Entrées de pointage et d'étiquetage
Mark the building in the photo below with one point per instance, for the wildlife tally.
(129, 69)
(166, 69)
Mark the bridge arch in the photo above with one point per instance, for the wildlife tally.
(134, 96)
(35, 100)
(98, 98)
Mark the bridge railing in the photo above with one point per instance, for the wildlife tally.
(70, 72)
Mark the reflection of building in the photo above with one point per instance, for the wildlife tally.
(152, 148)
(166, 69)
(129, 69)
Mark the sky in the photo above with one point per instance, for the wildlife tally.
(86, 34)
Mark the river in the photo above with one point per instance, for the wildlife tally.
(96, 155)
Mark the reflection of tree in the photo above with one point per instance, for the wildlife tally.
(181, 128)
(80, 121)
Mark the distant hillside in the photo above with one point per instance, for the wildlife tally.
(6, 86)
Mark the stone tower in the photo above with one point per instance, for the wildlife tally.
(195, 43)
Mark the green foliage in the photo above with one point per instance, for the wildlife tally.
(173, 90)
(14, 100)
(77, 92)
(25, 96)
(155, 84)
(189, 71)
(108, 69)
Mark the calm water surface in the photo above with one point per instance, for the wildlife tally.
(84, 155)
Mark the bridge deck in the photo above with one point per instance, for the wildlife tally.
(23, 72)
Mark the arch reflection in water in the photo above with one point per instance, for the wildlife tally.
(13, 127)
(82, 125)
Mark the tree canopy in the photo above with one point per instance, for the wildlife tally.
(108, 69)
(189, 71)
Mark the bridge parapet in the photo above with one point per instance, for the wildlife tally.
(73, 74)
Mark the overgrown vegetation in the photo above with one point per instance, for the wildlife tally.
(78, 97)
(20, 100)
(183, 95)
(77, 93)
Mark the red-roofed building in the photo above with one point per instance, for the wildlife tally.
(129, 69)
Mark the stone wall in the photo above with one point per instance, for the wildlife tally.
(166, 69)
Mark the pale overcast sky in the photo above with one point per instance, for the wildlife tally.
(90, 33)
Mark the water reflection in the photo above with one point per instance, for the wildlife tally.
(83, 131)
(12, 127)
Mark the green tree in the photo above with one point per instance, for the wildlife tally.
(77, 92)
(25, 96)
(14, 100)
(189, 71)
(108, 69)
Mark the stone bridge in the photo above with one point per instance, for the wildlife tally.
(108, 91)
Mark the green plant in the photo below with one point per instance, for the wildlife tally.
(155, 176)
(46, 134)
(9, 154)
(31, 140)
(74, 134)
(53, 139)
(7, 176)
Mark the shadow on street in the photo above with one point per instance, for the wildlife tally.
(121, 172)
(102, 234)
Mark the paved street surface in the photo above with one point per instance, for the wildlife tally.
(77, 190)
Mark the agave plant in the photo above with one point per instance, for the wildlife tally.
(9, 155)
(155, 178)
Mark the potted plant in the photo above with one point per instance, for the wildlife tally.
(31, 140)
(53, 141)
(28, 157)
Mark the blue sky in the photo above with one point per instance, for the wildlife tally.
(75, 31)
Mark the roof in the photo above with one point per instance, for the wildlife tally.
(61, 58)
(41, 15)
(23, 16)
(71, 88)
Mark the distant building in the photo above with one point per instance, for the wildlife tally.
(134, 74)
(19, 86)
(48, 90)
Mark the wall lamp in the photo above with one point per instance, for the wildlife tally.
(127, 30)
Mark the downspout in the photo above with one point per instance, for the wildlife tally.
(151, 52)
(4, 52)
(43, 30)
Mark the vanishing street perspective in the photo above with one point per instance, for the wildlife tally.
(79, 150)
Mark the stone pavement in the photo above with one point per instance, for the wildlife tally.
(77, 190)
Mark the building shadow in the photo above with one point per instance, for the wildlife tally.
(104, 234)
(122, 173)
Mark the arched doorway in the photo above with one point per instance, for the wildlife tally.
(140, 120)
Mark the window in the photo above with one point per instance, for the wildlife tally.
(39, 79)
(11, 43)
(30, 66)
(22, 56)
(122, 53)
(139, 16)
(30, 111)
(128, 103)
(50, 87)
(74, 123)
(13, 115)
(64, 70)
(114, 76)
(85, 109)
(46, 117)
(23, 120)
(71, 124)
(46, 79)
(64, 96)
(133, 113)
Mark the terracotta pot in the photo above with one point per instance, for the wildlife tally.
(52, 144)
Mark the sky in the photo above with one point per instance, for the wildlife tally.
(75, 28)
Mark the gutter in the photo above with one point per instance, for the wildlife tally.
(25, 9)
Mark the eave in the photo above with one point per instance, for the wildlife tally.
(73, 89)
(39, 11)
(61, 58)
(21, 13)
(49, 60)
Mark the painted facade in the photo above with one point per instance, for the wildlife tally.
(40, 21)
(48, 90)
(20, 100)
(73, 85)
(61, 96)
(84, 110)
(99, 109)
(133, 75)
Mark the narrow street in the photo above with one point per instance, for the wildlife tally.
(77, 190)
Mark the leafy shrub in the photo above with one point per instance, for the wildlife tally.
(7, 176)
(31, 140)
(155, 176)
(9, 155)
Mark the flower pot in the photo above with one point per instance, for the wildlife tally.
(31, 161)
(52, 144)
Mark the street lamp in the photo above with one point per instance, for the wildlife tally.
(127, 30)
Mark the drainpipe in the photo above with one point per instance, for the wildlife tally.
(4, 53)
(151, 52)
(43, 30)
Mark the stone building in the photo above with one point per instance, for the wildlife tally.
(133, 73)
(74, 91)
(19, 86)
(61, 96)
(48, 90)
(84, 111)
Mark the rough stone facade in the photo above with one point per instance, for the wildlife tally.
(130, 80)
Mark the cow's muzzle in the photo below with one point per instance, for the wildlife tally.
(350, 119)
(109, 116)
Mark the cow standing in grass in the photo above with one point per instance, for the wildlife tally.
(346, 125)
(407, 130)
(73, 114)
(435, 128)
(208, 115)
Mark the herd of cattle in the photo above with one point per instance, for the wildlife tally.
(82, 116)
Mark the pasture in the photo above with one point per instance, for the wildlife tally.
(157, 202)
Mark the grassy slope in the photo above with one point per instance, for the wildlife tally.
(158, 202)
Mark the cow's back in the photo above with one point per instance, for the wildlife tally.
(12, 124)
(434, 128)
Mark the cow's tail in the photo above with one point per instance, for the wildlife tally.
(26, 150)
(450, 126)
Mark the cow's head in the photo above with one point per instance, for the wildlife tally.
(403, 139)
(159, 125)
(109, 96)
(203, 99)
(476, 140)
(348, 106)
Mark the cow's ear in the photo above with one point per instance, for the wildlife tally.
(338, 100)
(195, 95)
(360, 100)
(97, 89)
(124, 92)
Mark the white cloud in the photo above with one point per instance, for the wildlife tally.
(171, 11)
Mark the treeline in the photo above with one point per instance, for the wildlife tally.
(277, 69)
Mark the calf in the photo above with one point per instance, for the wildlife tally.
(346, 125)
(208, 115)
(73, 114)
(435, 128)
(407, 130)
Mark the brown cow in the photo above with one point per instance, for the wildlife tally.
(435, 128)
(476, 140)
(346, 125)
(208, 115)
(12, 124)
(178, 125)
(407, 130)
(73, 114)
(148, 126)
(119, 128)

CONSIGNE:
Reproduisez à l'identique l'ensemble des entrées ci-dessus, ligne par ligne, sans rien omettre.

RÉPONSE:
Mark the building in the photo below with one point per instance, for the wildlife tally.
(129, 69)
(166, 69)
Mark the bridge arch in the photo above with one point per instance, for the wildlife tally.
(134, 96)
(35, 100)
(98, 98)
Mark the bridge railing in the photo above with one point per instance, for the wildlife tally.
(70, 72)
Mark the reflection of building in the photo above with one point per instance, for the wildlife tally.
(152, 148)
(166, 69)
(129, 69)
Mark the sky in the photo above with one point per instance, for the wildlife tally.
(86, 34)
Mark the river in the photo above with one point per instance, for the wildlife tally.
(96, 155)
Mark the reflection of tree in the photo above with one point per instance, for the wildlife tally.
(181, 128)
(80, 121)
Mark the distant hillside in the photo above with one point per instance, for the wildlife tally.
(6, 86)
Mark the stone tower in the photo above with one point per instance, for the wildlife tally.
(195, 43)
Mark the green foliage in the photo above with one point per instance, for the wildlife tally.
(173, 90)
(14, 100)
(77, 92)
(25, 96)
(155, 84)
(189, 71)
(108, 69)
Mark the calm water surface in the photo above with one point per instance, for the wildlife tally.
(84, 155)
Mark the bridge deck in the photo above with one point per instance, for the wildlife tally.
(23, 72)
Mark the arch reflection in water in the photo above with one point per instance, for the wildlife tally.
(13, 127)
(82, 125)
Mark the tree canopy in the photo above with one point per instance, for the wildlife tally.
(108, 69)
(189, 71)
Mark the bridge parapet in the photo above with one point per instance, for the wildlife tally.
(73, 74)
Mark the overgrown vegetation in the photo above with one point per instance, for the wildlife tally.
(78, 97)
(20, 100)
(183, 95)
(77, 93)
Mark the red-roofed building in the photo above with one point per instance, for the wildlife tally.
(129, 69)
Mark the stone wall in the photo above with one point per instance, for the wildlife tally.
(166, 69)
Mark the pale overcast sky in the photo above with one point per instance, for the wildlife tally.
(90, 33)
Mark the water reflection in the photo above with one point per instance, for the wildlife tally.
(83, 131)
(12, 127)
Mark the green tree in the photo above with one point per instance, for the wildlife tally.
(77, 92)
(25, 96)
(14, 100)
(189, 71)
(108, 69)
Mark the stone bridge in the photo above with one point per instance, for the wildlife tally.
(108, 91)
Mark the green plant in the photo below with one point per instance, for the wildlife tally.
(155, 176)
(46, 134)
(9, 154)
(31, 140)
(74, 134)
(53, 139)
(7, 176)
Mark the shadow on street in the photo above with one point per instance, for the wildlife tally.
(121, 172)
(102, 234)
Mark the paved street surface in the photo above with one point per instance, for the wildlife tally.
(77, 190)
Mark the agave plant in the photo above with one point per instance, for the wildlife tally.
(9, 155)
(155, 178)
Mark the potted plant in the photo above with one point per instance, for the wildlife tally.
(31, 140)
(53, 141)
(28, 157)
Mark the blue sky in the photo above with one point per instance, for the wildlife tally.
(75, 31)
Mark the roof in the photo above with one point per instance, for the wildlife tally.
(61, 58)
(41, 15)
(23, 16)
(71, 88)
Mark the distant building in the photo above with one point per instance, for the wildlife tally.
(134, 74)
(19, 86)
(48, 90)
Mark the wall lamp in the photo above with one point per instance, for the wildlife tally.
(127, 30)
Mark the downspout in the photo above with one point per instance, for the wildlife tally.
(151, 52)
(4, 52)
(43, 30)
Mark the vanishing street perspective in the photo above with one point per instance, for the wildlife tally.
(79, 150)
Mark the stone pavement in the photo above with one point per instance, for the wildlife tally.
(77, 190)
Mark the building shadow in the photo above with one point per instance, for the wildlife tally.
(104, 234)
(122, 173)
Mark the arched doorway in the photo above with one point per instance, for the wildlife tally.
(140, 120)
Mark the window in the photo above with one point per instance, for the wildlife tally.
(39, 79)
(11, 43)
(30, 66)
(22, 56)
(122, 53)
(139, 16)
(30, 111)
(128, 103)
(50, 87)
(74, 123)
(13, 115)
(64, 70)
(114, 76)
(85, 109)
(46, 117)
(23, 120)
(71, 124)
(46, 79)
(64, 96)
(133, 113)
Mark the terracotta pot in the photo above with one point per instance, for the wildlife tally.
(52, 144)
Mark the sky in the photo above with one point per instance, for the wildlife tally.
(75, 28)
Mark the gutter in the photo above with one point per instance, for the wildlife tally.
(25, 9)
Mark the eave in the photo above with one point per instance, for the wildlife tally.
(73, 89)
(39, 11)
(61, 58)
(21, 13)
(49, 60)
Mark the painted facade in the photo above with one point per instance, for the wildlife tally.
(40, 21)
(48, 90)
(20, 100)
(73, 85)
(61, 96)
(84, 110)
(99, 109)
(133, 75)
Mark the narrow street in the photo above with one point per instance, for the wildlife tally.
(77, 190)
Mark the leafy shrub in the photo above with one point per instance, for the wildlife tally.
(7, 176)
(31, 140)
(155, 176)
(9, 155)
Mark the flower pot in the photo above with one point per instance, for the wildlife tally.
(31, 161)
(52, 144)
Mark the street lamp in the photo above with one point per instance, for the wildlife tally.
(127, 30)
Mark the drainpipe in the photo above with one point per instance, for the wildlife tally.
(4, 53)
(151, 52)
(43, 30)
Mark the stone building in the photo above with one point per instance, for the wildlife tally.
(133, 73)
(74, 91)
(19, 86)
(61, 96)
(48, 90)
(84, 111)
Mark the rough stone facade in the photo above with one point per instance, for the wildlife tally.
(130, 80)
Mark the cow's muzzle in the photo below with one point per instance, for the wildlife tally.
(350, 119)
(109, 116)
Mark the cow standing in grass in the photo above with one point per instance, for the wildlife tally.
(346, 125)
(407, 130)
(73, 114)
(435, 128)
(208, 115)
Mark the herd of cattle in the photo above with one point per instance, for the wildlife tally.
(82, 116)
Mark the pasture in the photo above with one point per instance, for the wildlife tally.
(157, 202)
Mark the grassy slope in the photo above with one point per instance, for the wildlife tally.
(158, 202)
Mark the cow's back in the photo above with one point per instance, for the wildlife tally.
(12, 124)
(434, 128)
Mark the cow's tail in the photo above with one point per instance, for the wildlife tally.
(26, 150)
(450, 126)
Mark the cow's head in the photo above with one point per instance, for the wildlife tally.
(403, 139)
(159, 125)
(109, 96)
(203, 99)
(476, 140)
(348, 106)
Mark the cow's ear in the photo above with one point per instance, for the wildlife tally.
(338, 100)
(195, 95)
(360, 100)
(97, 89)
(124, 92)
Mark the white cloud in the photo above with one point per instance, for the wildlife tally.
(171, 11)
Mark the treeline in the photo above with one point per instance, for the wildlife tally.
(277, 69)
Mark the calf in the photo above with one point per instance, for the wildlife tally.
(346, 125)
(208, 115)
(73, 114)
(435, 128)
(407, 130)
Mark the brown cow in the photo above with one point per instance, for the wildlife tally.
(435, 128)
(476, 140)
(346, 125)
(208, 115)
(12, 124)
(178, 125)
(407, 130)
(73, 114)
(148, 126)
(119, 128)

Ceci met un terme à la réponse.